Task statement >> Return, word for word, the lines of the listing below from the line containing "ROI: horizontal stabilizer" through the last line of the listing, and nothing else.
**** Raw data ****
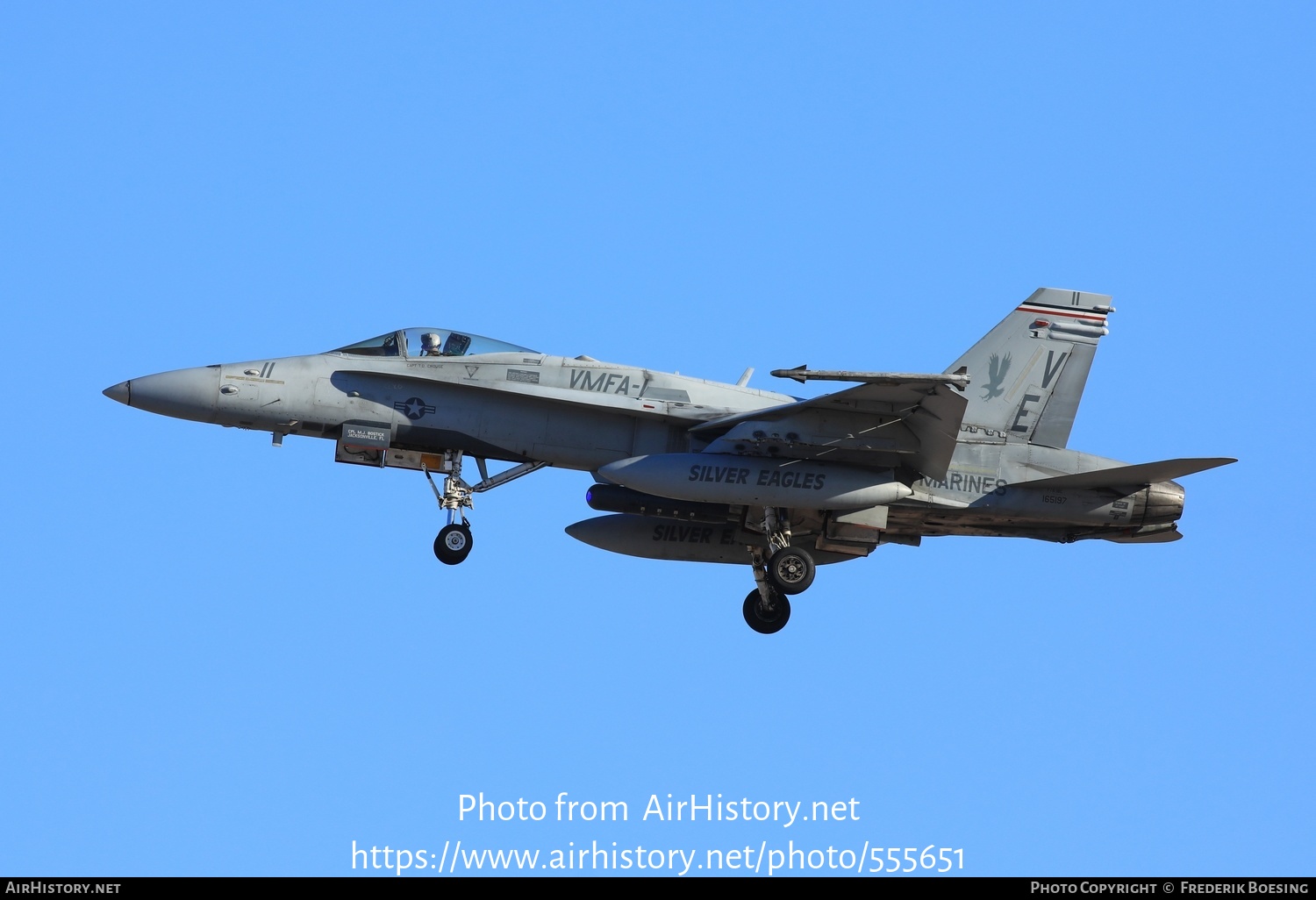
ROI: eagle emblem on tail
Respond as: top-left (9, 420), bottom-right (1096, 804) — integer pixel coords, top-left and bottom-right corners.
top-left (983, 353), bottom-right (1010, 400)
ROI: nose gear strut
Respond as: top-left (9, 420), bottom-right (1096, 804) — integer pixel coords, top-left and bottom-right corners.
top-left (420, 450), bottom-right (547, 566)
top-left (744, 507), bottom-right (815, 634)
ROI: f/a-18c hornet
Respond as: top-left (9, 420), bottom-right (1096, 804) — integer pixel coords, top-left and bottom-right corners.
top-left (105, 289), bottom-right (1236, 634)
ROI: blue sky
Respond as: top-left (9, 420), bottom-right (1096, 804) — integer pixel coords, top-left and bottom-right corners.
top-left (0, 3), bottom-right (1316, 876)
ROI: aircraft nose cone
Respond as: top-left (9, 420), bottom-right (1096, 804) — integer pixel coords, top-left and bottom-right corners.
top-left (120, 368), bottom-right (220, 423)
top-left (102, 382), bottom-right (133, 407)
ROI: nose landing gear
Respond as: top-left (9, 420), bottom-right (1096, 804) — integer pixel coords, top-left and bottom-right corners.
top-left (434, 521), bottom-right (473, 566)
top-left (421, 452), bottom-right (476, 566)
top-left (420, 450), bottom-right (547, 566)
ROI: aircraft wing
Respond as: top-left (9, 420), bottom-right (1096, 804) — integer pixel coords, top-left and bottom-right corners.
top-left (1015, 457), bottom-right (1239, 489)
top-left (691, 373), bottom-right (968, 479)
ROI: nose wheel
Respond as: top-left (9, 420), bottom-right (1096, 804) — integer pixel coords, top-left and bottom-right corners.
top-left (744, 589), bottom-right (791, 634)
top-left (421, 453), bottom-right (474, 566)
top-left (434, 523), bottom-right (473, 566)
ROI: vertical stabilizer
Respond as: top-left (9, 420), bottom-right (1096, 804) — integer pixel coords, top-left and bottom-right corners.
top-left (947, 289), bottom-right (1115, 447)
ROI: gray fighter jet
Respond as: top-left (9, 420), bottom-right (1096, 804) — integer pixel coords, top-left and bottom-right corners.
top-left (105, 289), bottom-right (1236, 634)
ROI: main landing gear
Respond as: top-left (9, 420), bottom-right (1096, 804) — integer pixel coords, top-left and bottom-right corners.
top-left (744, 507), bottom-right (815, 634)
top-left (421, 450), bottom-right (547, 566)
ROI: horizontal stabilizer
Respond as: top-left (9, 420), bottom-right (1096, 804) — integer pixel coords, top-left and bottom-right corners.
top-left (773, 366), bottom-right (969, 389)
top-left (1105, 525), bottom-right (1184, 544)
top-left (1018, 457), bottom-right (1239, 489)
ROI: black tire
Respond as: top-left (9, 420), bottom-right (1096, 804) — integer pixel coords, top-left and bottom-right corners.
top-left (434, 525), bottom-right (473, 566)
top-left (744, 589), bottom-right (791, 634)
top-left (768, 547), bottom-right (816, 595)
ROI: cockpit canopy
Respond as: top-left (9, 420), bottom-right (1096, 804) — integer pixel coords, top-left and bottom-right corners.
top-left (329, 328), bottom-right (534, 360)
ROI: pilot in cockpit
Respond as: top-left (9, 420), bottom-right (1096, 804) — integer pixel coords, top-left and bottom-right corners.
****
Response to this task >>
ROI: horizontal stabilizer
Respond as: top-left (9, 420), bottom-right (1096, 804) — integer pixel coords, top-left and bottom-right corners.
top-left (773, 366), bottom-right (969, 389)
top-left (1105, 525), bottom-right (1184, 544)
top-left (1018, 457), bottom-right (1239, 489)
ROI: black tire
Respond as: top-left (9, 420), bottom-right (1096, 804) — integer pixel coords, top-left and bottom-right corners.
top-left (434, 525), bottom-right (473, 566)
top-left (744, 589), bottom-right (791, 634)
top-left (768, 547), bottom-right (816, 595)
ROI: cockpit canopy
Respond as: top-left (9, 420), bottom-right (1096, 804) — integer pixel coords, top-left and bottom-right corners.
top-left (329, 328), bottom-right (534, 360)
ROI: pilot in cockpit
Respond as: top-left (9, 420), bottom-right (1096, 804) — integer pixel coords, top-left and bottom-right corners.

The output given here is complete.